**WHAT TO WORK ON**
What follows is a set of entries. Give them again exactly, without the pictures.
## BEGIN
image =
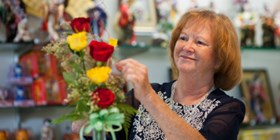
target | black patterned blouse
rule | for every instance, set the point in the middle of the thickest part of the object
(216, 117)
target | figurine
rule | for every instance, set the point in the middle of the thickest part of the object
(246, 21)
(4, 134)
(277, 27)
(22, 134)
(268, 28)
(52, 16)
(126, 22)
(268, 32)
(47, 131)
(98, 20)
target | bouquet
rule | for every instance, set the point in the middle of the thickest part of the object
(96, 93)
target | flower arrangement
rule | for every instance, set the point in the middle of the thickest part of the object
(96, 93)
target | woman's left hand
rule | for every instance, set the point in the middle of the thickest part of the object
(136, 73)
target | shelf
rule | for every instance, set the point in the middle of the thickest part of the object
(16, 47)
(130, 50)
(258, 48)
(259, 126)
(36, 107)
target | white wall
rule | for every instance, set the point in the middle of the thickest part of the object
(157, 62)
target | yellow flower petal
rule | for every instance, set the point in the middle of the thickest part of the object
(113, 42)
(77, 41)
(99, 75)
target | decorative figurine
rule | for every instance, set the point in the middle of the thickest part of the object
(22, 134)
(52, 16)
(98, 20)
(268, 29)
(276, 18)
(268, 32)
(47, 131)
(4, 134)
(246, 21)
(126, 22)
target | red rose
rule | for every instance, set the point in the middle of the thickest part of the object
(80, 24)
(106, 97)
(100, 51)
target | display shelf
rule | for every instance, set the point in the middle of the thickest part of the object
(16, 47)
(259, 48)
(36, 107)
(126, 50)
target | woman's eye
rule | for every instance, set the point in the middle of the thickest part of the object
(201, 42)
(183, 37)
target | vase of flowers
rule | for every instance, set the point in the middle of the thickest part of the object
(95, 92)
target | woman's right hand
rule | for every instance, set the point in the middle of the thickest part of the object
(137, 74)
(77, 125)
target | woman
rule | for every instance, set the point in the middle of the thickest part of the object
(205, 53)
## END
**RESPONSE FOR THIS EXERCISE**
image =
target | black patterned blouse
rule | for every instance, set the point in the middle of the thickest part of the object
(216, 117)
target | figurine
rule | for every instance, set the point in the middle of the thickest part of the object
(246, 21)
(4, 134)
(277, 27)
(22, 134)
(268, 28)
(52, 16)
(126, 22)
(268, 32)
(47, 131)
(98, 20)
target | bouquet
rule | for every instance, set the point in the middle of the thickest part of the object
(96, 93)
target | flower arrangement
rule | for every instance, set the point in the middle of the thickest part of the object
(96, 93)
target | woman's left hand
rule | for every instance, set the point in the middle of the thickest part of the object
(136, 73)
target | shelf
rule | for every instance, set the point in the middle of the thickest part of the object
(16, 47)
(130, 50)
(258, 48)
(259, 126)
(36, 107)
target | white wall
rule | for every instance, set the point in the middle of the thickest part of the object
(157, 62)
target | yellow flower petal
rule | for every instance, set the point in the middle of the thickest part of the object
(113, 42)
(77, 41)
(99, 75)
target | decorative figurine
rule | for every instance, set the point in the middle of the thickest part of the object
(22, 134)
(52, 16)
(98, 20)
(268, 29)
(276, 18)
(268, 32)
(47, 131)
(4, 134)
(246, 21)
(126, 22)
target | red rose
rule | for every instance, set the point in the middle of the thickest part of the object
(80, 24)
(106, 97)
(100, 51)
target | display shelf
rule | for every instance, set the point in the middle of the thickest part of the object
(16, 47)
(259, 48)
(36, 107)
(126, 50)
target | woman's eye
rule | for every instance, set the point in the middle of the thickest part of the object
(201, 42)
(183, 37)
target | vase of flowers
rule | for every instance, set the point in the middle of the thickest part of the object
(95, 92)
target | woman's right hand
rule | for every instance, set the point in the middle of the thickest part of the object
(137, 74)
(77, 125)
target | woman
rule | for every instance, set the point in the middle of the thickest part of the object
(205, 53)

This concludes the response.